◆ **Data extract**:
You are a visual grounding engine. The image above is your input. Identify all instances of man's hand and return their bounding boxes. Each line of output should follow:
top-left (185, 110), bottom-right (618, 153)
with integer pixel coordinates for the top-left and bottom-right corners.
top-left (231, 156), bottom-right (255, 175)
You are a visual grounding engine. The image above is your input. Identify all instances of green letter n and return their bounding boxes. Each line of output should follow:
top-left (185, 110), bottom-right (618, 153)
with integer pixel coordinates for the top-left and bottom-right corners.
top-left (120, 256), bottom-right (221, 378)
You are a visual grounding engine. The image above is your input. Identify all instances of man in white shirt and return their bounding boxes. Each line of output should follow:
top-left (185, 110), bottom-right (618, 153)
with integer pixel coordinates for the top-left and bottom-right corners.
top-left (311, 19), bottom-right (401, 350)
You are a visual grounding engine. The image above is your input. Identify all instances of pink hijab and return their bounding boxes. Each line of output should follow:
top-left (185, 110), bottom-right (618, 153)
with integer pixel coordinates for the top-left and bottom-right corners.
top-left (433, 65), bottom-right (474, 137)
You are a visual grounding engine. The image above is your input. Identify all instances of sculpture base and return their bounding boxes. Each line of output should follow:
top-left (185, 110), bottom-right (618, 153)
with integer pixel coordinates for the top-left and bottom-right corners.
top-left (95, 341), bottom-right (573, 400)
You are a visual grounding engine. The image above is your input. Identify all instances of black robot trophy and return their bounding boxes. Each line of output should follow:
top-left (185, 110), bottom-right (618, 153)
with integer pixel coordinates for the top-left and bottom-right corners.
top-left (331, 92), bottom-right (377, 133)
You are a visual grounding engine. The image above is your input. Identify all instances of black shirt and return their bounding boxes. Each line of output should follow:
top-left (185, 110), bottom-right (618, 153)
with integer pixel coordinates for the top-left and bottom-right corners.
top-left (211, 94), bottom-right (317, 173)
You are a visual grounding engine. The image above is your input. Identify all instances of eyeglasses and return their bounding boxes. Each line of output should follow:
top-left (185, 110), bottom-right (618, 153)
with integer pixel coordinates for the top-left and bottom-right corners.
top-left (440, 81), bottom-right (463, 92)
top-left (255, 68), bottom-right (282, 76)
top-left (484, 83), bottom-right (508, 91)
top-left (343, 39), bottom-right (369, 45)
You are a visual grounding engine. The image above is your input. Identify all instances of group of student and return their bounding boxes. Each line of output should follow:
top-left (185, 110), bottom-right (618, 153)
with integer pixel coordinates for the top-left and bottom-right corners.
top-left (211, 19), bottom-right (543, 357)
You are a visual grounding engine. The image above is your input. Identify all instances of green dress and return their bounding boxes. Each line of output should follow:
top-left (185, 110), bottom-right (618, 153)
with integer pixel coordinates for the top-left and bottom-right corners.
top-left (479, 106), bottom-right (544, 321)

...

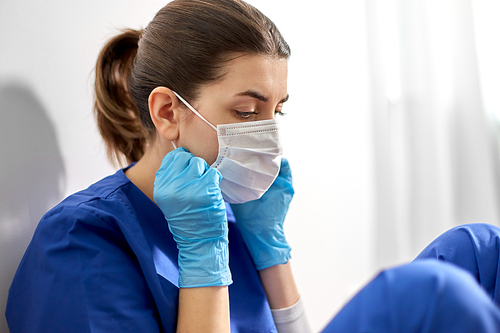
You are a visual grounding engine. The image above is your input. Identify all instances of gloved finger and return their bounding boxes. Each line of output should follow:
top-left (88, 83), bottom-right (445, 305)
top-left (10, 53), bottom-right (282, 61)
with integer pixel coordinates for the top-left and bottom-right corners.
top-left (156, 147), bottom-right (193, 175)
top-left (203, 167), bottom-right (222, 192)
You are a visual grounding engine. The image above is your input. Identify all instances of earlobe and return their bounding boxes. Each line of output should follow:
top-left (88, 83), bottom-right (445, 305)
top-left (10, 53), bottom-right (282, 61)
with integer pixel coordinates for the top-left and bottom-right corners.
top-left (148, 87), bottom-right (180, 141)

◆ **Instructions for the task**:
Copy the stretch of items from the line containing "instances of man's" through the line containing "top-left (120, 256), bottom-right (221, 378)", keeping the requests as well. In the answers only, multiply each bounding-box coordinate by 0.4 and round it to a whole number, with halves rounded up. Leave the numbers in the requests and in their format samples unchanged.

◆ **Output of the exercise**:
You are a visual grounding engine. The image above is your input. Identify all instances of man's hand and return their bounding boxes. Each line of output should follow:
top-left (185, 110), bottom-right (618, 153)
with integer pixel coordinates for the top-left and bottom-right corners.
top-left (92, 62), bottom-right (102, 70)
You are a visual grounding engine. The image above is your input. Identify all instances of green letter n and return their bounding boxes. Each line of output should follow:
top-left (185, 110), bottom-right (618, 153)
with integer pixel coordinates for the top-left and bottom-right corners.
top-left (48, 102), bottom-right (88, 151)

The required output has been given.